▶ **RECORDS**
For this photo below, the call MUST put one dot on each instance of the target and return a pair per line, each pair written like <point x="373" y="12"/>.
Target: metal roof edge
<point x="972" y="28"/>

==

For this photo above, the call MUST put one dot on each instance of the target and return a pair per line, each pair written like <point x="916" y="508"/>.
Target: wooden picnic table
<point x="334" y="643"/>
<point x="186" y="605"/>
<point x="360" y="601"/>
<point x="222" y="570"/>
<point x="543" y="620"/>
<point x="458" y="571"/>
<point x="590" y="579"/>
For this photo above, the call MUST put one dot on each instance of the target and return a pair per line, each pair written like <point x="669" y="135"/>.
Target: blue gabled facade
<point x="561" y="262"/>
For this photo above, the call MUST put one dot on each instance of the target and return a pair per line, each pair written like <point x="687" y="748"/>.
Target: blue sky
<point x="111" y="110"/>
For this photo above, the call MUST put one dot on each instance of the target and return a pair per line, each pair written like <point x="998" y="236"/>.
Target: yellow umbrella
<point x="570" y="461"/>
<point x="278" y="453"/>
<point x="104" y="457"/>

* * *

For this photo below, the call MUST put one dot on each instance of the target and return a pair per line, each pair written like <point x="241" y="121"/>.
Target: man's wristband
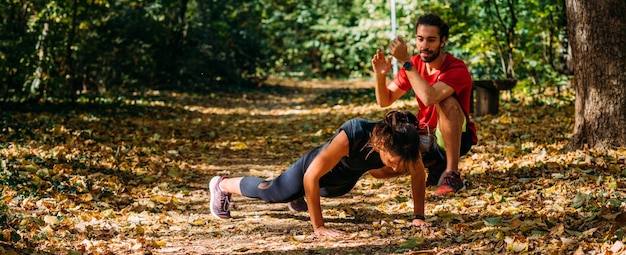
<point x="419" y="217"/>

▶ **PROBLEM**
For the records above, state the number of lines holding the string "below", without further comment.

▶ **ANSWER SPACE**
2